## Description of the task
Pick up the passage about Vladimir's war years and Grand Duke Konstantin and continue it from its final sentence.
## Begin Passage to read
Being the son of a Grand Duke didn’t keep Vladimir away from the perils and cruelty of the war. On several occasions he was sent off to make dangerous reconnaissances, and more than once shells and bullets fell quite near him. For his courage he was awarded a military medal, Saint Anne of the 4th Degree. Promoted to lieutenant, he was popular among the soldiers.

Grand Duke Konstantin Romanov - "K.R."
Grand Duke Konstantin Romanov - "K.R."

In the trenches Vladimir kept on writing, and along with many verses expressing intimate love feelings and memories, his lyrics began to depict the suffering and destruction caused by the conflict, the blessed work of the sisters of mercy, and the death of dear comrades from the Corps-des-Pages. He also translated into Alexandrine verse in French a famous drama written by Grand Duke Konstantin, The King of the Jews. In April of 1915, while the young soldier was at home in Tsarskoye Selo enjoying a week’s leave, K.R. expressed his wish to hear the translation, and invited the young author and his parents to Pavlovsk. He was already a very sick man, and the high quality of the translation moved him deeply. With tears in his eyes he said: “I have had one of the greatest emotions of my life - I owe it to Volodya. I cannot say anymore. I am dying. I pass on to him my lyre. I bequeath to him my talent as a poet, as though he were my son.” K.R. wanted Vladimir’s translation to be published in France, but the war wasn’t a good time for such projects. Unfortunately, the text was never printed in Russia either, and was lost during the Revolution.
## End Passage to read
## Begin Stored records
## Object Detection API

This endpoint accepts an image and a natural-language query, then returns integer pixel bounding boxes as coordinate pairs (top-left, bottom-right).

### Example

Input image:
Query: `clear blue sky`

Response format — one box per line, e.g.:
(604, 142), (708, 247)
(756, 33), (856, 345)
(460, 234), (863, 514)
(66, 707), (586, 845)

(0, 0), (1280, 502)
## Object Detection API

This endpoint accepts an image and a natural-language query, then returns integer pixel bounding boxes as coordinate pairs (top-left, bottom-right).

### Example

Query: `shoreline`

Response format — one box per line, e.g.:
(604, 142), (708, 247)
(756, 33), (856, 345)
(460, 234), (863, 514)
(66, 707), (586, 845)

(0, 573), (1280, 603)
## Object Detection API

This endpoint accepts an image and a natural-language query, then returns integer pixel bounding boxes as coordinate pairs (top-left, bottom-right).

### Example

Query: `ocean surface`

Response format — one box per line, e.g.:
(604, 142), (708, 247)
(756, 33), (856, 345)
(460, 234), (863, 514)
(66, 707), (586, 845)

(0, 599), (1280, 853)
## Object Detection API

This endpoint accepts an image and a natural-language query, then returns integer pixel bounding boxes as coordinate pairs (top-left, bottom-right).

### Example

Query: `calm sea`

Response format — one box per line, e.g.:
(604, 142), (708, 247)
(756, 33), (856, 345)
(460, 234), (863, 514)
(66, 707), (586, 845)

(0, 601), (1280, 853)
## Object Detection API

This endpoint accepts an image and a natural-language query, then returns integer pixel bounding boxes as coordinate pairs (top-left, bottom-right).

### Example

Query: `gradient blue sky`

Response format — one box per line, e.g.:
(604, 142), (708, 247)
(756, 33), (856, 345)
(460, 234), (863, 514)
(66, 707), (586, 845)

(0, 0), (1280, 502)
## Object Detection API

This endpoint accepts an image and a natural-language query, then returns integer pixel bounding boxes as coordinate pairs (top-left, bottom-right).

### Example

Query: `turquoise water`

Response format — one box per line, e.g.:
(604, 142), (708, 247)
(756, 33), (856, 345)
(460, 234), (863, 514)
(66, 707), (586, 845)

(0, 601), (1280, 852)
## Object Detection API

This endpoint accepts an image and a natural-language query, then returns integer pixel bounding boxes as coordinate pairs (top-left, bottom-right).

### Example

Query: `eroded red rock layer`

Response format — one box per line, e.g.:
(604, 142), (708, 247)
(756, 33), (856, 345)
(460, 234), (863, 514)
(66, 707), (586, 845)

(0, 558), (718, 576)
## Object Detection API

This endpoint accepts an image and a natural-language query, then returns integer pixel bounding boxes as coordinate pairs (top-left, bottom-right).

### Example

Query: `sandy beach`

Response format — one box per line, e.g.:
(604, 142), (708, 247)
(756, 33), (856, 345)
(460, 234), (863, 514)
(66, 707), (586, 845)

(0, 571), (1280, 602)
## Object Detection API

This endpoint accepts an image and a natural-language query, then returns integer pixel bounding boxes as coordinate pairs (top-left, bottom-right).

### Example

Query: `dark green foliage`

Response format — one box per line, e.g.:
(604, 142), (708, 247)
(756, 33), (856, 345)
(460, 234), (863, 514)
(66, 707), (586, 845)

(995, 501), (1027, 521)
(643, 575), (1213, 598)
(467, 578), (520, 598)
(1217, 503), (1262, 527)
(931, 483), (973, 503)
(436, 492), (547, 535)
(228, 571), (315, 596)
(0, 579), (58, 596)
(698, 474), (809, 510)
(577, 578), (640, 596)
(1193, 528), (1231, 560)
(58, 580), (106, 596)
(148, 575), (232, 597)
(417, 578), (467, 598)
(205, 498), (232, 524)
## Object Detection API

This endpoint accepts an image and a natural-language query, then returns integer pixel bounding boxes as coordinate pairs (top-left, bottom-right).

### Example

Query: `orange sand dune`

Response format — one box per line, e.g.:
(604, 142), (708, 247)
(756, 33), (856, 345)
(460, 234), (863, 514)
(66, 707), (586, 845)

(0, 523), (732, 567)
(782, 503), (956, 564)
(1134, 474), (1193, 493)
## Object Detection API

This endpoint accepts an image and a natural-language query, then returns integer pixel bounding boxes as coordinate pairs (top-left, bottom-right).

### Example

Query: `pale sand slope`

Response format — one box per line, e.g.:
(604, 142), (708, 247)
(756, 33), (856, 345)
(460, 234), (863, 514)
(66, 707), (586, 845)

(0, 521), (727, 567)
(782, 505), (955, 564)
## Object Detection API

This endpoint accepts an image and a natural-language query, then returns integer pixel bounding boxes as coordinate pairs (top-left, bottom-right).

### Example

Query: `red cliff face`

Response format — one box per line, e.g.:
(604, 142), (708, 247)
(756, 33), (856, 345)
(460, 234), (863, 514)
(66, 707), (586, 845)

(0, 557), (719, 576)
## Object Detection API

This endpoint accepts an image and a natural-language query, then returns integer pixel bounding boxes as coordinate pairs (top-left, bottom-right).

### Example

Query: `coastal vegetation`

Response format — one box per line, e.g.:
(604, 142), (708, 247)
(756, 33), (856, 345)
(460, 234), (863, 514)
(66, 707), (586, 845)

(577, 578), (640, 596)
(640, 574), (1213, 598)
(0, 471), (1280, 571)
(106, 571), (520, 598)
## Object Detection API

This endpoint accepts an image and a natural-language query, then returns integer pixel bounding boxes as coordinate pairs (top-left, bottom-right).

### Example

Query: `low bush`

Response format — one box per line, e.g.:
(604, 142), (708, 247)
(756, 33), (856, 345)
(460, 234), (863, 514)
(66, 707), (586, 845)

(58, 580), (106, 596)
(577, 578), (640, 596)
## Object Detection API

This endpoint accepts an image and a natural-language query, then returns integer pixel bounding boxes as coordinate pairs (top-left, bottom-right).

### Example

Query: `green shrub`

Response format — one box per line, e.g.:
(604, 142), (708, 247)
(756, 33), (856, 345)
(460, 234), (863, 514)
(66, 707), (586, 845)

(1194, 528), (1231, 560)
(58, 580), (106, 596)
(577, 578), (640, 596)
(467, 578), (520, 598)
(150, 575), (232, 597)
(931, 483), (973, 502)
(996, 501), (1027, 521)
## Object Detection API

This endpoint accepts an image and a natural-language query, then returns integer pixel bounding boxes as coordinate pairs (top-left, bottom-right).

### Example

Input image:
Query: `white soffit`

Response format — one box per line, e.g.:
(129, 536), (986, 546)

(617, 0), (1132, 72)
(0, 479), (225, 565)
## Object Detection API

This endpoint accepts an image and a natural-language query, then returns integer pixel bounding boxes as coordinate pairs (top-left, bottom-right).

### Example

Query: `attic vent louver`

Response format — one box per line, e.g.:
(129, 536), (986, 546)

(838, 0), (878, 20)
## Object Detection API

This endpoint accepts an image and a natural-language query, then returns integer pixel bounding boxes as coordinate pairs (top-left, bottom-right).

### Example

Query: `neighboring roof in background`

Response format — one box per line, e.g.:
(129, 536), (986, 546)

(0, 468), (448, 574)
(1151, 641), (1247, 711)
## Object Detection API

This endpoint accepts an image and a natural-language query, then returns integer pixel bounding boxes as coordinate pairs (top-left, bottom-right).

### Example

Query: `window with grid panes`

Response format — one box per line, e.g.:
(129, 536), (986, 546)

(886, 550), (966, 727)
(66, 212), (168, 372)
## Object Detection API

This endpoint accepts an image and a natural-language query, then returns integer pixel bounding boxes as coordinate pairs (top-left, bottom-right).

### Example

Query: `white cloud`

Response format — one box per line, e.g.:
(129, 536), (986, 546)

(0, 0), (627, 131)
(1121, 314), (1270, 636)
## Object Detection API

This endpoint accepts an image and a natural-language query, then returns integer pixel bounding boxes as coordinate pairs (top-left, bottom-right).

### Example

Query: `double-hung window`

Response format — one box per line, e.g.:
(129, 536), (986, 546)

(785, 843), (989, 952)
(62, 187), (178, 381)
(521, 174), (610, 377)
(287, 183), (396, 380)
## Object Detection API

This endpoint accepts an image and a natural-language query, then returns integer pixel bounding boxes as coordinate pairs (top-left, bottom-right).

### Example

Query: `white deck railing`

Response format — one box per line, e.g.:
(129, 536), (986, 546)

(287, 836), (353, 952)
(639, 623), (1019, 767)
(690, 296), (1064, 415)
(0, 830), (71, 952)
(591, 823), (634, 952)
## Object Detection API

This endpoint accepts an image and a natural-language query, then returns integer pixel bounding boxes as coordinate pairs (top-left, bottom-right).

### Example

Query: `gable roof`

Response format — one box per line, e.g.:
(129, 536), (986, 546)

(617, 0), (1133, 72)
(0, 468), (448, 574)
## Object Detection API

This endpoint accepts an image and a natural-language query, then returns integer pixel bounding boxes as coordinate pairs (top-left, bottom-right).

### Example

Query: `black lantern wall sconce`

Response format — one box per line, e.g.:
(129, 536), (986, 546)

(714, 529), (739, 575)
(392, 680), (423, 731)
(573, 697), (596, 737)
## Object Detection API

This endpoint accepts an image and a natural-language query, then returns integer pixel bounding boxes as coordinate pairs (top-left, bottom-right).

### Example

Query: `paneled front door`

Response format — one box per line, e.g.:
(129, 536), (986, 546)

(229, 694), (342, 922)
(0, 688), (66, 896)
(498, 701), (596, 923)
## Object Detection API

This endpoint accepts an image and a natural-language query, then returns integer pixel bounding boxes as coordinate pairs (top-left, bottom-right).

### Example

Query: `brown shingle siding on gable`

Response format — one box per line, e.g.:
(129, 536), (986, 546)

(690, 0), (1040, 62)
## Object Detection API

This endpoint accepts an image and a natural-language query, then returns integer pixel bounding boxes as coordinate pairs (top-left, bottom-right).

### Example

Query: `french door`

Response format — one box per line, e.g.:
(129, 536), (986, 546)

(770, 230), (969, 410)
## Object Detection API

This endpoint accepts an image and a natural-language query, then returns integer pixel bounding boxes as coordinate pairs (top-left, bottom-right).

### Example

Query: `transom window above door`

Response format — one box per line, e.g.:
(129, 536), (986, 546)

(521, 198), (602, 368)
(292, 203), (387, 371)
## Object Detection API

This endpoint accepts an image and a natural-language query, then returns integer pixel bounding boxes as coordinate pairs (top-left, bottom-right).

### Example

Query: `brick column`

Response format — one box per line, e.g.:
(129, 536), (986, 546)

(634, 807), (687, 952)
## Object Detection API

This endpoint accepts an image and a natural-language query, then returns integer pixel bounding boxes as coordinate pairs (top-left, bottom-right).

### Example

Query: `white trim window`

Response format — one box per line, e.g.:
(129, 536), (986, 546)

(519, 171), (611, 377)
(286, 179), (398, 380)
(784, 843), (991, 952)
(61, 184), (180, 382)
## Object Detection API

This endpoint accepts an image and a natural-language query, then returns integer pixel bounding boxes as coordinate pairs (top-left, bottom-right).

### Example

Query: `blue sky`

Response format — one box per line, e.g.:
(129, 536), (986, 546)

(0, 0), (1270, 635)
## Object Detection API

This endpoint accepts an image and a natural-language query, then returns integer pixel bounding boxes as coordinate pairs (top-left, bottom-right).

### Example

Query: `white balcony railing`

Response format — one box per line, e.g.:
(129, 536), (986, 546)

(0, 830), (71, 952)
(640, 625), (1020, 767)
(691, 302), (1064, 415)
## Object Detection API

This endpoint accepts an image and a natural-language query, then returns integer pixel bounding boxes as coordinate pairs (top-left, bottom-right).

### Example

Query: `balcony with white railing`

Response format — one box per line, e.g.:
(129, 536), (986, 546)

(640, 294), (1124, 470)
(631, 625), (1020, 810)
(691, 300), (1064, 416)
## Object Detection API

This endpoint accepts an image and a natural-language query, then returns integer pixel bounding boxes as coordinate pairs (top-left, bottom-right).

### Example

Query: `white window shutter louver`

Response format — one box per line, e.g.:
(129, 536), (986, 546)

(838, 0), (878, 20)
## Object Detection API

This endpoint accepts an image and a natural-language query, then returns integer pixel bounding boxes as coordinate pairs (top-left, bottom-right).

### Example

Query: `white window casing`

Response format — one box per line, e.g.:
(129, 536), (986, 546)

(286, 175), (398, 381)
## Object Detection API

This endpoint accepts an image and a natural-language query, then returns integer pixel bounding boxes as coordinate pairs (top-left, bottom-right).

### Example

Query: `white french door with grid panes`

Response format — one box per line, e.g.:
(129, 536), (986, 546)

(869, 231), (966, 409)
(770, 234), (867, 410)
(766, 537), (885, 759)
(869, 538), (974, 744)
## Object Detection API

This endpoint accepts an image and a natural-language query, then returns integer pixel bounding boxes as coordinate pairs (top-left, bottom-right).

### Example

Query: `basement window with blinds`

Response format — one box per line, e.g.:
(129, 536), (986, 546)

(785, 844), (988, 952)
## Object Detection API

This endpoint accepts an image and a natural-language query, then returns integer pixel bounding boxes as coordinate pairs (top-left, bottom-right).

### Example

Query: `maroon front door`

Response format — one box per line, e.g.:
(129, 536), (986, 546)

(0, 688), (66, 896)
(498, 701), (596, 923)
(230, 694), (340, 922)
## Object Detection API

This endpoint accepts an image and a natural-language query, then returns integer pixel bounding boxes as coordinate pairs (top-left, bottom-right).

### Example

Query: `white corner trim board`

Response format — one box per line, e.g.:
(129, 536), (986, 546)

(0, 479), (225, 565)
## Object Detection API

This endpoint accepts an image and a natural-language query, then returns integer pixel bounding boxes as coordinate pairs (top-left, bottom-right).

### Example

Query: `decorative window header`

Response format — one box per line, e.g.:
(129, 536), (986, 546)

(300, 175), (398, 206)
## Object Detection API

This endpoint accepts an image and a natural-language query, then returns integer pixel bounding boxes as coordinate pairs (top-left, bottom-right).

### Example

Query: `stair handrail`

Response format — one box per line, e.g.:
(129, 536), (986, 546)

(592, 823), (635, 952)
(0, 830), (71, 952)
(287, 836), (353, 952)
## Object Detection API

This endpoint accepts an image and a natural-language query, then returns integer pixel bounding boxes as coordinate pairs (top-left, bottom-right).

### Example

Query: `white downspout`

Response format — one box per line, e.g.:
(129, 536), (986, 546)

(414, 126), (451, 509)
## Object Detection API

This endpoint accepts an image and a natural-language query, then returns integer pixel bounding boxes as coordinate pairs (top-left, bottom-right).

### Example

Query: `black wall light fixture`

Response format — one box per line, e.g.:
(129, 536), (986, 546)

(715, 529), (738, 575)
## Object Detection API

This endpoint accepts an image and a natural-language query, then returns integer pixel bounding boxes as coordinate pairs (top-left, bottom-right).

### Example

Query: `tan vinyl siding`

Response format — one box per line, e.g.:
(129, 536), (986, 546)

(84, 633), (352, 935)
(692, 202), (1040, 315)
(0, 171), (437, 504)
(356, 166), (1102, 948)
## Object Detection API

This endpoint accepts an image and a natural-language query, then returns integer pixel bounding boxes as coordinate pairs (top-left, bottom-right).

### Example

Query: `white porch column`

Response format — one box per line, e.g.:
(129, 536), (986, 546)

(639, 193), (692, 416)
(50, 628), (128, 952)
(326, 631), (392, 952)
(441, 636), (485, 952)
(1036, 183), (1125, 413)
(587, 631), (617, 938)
## End Stored records
## The answer
The October Revolution in Russia and the beginning of the Bolshevik regime marked the first steps of a lengthy calvary for all the relatives of the Tsar who had chosen to stay in Russia. Soon time was running out fast for all the relatives of the Tsar, Romanovs or not. On March 3, 1918, one of the most powerful commissars of Petrograd, Moisey Solomonovich Uritzky, ordered all the members of the Romanov family to present themselves to the city’s Cheka. Since Grand Duke Paul was ill, the family decided that Princess Paley would take a doctor’s certificate to the Cheka, and that Vladimir, who did not bear the name of Romanov, would remain at home, in the hope that he would pass unnoticed. However, the Cheka agents told Princess Paley that Vladimir should present himself the next day.

On March 4th, Vladimir went to the Cheka office in Petrograd. He was received by Uritzky, who made the young poet an insulting offer: “You are going to sign a paper saying that you cease to regard Paul Alexandrovich as your father, and then you will be free at once; if not, you will sign this other paper and that will mean exile.”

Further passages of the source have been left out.